**Problem**
The material below must be restated exactly, line by line.

**The data**

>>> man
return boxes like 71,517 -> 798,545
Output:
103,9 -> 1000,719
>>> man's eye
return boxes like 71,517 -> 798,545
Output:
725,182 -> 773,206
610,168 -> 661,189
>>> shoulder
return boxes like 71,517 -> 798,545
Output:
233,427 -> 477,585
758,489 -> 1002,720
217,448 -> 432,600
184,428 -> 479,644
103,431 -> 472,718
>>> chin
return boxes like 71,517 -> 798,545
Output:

**The answer**
>>> man
return boxes like 71,517 -> 798,545
Output:
103,9 -> 1000,719
>>> man's eye
return boxes like 71,517 -> 798,545
Output:
725,182 -> 773,206
610,168 -> 661,189
>>> shoulder
return boxes like 71,517 -> 798,545
Output:
233,427 -> 477,585
758,489 -> 1002,720
217,448 -> 432,600
184,428 -> 479,644
103,431 -> 472,718
>>> chin
return boxes like 71,517 -> 798,545
Output:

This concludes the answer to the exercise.